Items from a dataset:

=-=-=

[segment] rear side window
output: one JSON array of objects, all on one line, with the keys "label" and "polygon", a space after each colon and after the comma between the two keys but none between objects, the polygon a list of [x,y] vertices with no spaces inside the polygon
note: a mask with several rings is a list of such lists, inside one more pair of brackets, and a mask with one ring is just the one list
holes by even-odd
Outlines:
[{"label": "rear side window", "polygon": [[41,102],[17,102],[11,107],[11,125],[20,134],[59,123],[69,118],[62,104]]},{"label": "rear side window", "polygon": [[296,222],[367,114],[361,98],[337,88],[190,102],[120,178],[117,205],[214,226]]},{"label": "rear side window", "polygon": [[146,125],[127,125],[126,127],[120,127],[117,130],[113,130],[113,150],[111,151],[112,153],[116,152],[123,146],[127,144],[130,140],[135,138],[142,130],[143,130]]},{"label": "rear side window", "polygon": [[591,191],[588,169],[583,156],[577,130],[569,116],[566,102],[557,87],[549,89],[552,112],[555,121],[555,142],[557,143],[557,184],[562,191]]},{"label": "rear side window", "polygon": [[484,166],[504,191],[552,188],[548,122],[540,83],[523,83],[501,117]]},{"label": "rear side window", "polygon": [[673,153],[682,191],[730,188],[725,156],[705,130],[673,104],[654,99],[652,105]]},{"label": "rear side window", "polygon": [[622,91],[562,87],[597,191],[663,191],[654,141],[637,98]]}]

=-=-=

- [WRITTEN REQUEST]:
Copy every one of the records above verbatim, keeping each line unchanged.

- [REPLY TO THE TASK]:
[segment] rear side window
output: one JSON array of objects, all on one line, with the keys "label" and "polygon", a space after each colon and after the comma between the two keys but none between objects, the polygon a list of [x,y] vertices with no spaces inside the polygon
note: a mask with several rings is a list of such lists, inside one more pair of brackets, and a mask with one ring is just the one list
holes by even-odd
Outlines:
[{"label": "rear side window", "polygon": [[41,102],[17,102],[11,107],[11,125],[20,134],[59,123],[69,118],[62,104]]},{"label": "rear side window", "polygon": [[296,222],[367,114],[361,98],[337,88],[190,102],[120,178],[117,205],[214,226]]},{"label": "rear side window", "polygon": [[146,125],[127,125],[126,127],[120,127],[117,130],[113,130],[113,150],[111,151],[112,153],[116,152],[123,146],[127,144],[130,140],[135,138],[142,130],[143,130]]},{"label": "rear side window", "polygon": [[591,191],[588,169],[583,156],[577,130],[569,116],[566,102],[557,87],[549,89],[552,112],[555,121],[555,142],[557,143],[557,184],[562,191]]},{"label": "rear side window", "polygon": [[484,166],[504,191],[552,188],[548,122],[540,83],[523,83],[501,117]]},{"label": "rear side window", "polygon": [[673,153],[682,191],[730,188],[725,156],[705,130],[673,104],[654,99],[652,105]]},{"label": "rear side window", "polygon": [[622,91],[562,87],[597,191],[663,191],[654,141],[637,98]]}]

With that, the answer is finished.